Excerpts of pointing data:

★ ★ ★ ★ ★ ★ ★

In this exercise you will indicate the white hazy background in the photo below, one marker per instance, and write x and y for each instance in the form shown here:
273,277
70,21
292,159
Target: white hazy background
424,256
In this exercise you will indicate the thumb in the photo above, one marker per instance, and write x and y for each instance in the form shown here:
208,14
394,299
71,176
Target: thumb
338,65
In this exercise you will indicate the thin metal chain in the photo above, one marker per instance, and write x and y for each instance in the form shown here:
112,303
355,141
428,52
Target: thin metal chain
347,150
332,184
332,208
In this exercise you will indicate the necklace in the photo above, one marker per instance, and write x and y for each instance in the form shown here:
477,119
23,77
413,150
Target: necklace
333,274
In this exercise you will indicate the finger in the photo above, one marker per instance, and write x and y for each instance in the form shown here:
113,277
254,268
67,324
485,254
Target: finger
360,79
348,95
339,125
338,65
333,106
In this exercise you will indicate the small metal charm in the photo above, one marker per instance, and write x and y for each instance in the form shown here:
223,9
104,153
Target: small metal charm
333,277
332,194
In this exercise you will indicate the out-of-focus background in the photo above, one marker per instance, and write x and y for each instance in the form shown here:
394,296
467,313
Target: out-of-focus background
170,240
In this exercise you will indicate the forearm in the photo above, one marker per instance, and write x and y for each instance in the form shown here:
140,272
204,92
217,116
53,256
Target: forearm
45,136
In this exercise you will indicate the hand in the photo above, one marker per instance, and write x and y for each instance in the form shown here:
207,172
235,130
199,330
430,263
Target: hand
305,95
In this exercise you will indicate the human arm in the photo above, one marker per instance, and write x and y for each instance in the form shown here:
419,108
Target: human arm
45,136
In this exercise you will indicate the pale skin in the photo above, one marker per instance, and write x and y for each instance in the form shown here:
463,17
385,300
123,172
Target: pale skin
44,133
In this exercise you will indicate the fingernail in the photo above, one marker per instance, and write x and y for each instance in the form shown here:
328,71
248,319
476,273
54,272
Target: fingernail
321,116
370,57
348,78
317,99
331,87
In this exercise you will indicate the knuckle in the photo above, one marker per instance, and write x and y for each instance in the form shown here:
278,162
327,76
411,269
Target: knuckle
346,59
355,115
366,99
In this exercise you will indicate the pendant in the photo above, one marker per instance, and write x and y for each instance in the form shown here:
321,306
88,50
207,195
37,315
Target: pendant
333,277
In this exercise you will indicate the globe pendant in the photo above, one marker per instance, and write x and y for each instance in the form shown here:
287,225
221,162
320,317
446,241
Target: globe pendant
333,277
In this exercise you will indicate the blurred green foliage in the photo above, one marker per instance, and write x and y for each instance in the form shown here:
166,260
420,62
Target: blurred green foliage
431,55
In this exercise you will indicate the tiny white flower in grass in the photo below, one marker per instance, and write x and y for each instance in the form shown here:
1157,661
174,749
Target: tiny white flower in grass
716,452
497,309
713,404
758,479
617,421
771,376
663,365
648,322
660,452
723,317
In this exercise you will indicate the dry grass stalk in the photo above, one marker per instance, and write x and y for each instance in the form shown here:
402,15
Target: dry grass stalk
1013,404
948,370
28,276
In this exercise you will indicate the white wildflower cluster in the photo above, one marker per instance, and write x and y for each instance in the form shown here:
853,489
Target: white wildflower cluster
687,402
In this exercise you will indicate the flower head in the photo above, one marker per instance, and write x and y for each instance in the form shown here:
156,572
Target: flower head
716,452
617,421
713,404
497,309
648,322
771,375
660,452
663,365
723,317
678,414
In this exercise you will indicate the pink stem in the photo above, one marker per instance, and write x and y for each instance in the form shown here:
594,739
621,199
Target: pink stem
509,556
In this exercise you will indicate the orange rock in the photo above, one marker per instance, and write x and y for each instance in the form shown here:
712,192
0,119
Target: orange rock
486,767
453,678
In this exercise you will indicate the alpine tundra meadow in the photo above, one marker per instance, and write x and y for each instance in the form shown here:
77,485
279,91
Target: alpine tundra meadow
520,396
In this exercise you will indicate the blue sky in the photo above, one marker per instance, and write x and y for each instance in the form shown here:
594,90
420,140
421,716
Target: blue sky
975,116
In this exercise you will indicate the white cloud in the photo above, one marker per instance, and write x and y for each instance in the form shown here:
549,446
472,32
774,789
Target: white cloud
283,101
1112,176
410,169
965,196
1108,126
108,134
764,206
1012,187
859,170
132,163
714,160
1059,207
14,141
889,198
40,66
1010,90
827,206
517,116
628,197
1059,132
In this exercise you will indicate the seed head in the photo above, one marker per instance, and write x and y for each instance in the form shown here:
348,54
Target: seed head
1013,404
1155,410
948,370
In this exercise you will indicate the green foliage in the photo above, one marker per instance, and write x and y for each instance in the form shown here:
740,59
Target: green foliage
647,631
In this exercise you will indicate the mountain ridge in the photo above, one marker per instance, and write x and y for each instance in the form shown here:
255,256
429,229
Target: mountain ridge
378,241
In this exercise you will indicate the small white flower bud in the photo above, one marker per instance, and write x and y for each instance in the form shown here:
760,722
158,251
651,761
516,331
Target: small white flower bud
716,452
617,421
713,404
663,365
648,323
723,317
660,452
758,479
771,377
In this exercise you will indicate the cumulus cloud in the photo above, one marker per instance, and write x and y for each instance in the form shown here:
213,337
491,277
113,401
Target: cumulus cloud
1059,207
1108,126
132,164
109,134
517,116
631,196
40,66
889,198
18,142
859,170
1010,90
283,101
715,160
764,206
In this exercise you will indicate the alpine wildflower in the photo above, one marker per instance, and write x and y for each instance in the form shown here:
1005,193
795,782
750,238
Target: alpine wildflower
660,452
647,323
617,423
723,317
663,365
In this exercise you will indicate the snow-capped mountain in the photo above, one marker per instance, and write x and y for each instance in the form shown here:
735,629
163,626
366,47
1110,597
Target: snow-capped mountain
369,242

★ ★ ★ ★ ★ ★ ★

EXERCISE:
The lines to reproduce run from the line containing "In this exercise you will indicate the small white" to the end of the listing; write them out exactly and add nothing.

COMPLETE RESPONSE:
In this exercise you will indicate the small white flower bud in the photo above, one marker per instance, and write x and y for each instance in the form shown here:
760,722
158,251
651,761
516,331
Target: small white flower bud
716,452
617,421
713,404
663,365
648,323
723,317
660,452
758,479
771,377
In this exercise you will indicate the cumulus cloud in the photo above, one marker per instance, and write x and y for each instance in the form shown here:
213,337
491,277
113,401
Target: cumulus cloud
1059,207
1108,126
132,164
109,134
517,116
631,196
40,66
889,198
18,142
859,170
1010,90
283,101
715,160
764,206
In this exercise you will indicate the alpine wildflower in the photo above, one marker per instance, and write x and y for each instance in the form shown here:
1005,193
795,782
750,238
Target: alpine wildflower
660,452
647,323
617,423
723,317
663,365
In this exercise you will indicate the snow-capped mountain in the photo above, one marker per instance, and write x and y for each instance in the form shown here:
735,629
163,626
366,47
1110,597
Target: snow-capped mountain
369,242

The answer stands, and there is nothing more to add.